» What you should do
Reproduce every one of the records below line for line, changing nothing.

» Items
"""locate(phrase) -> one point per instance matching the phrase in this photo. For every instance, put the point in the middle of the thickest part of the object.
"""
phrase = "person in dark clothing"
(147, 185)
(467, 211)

» Answer to this task
"""locate(phrase) -> one point per instance matching the phrase in this photo. For every instance, put the point in the middle of the thickest part of the object.
"""
phrase = "person in dark clothing"
(147, 185)
(467, 211)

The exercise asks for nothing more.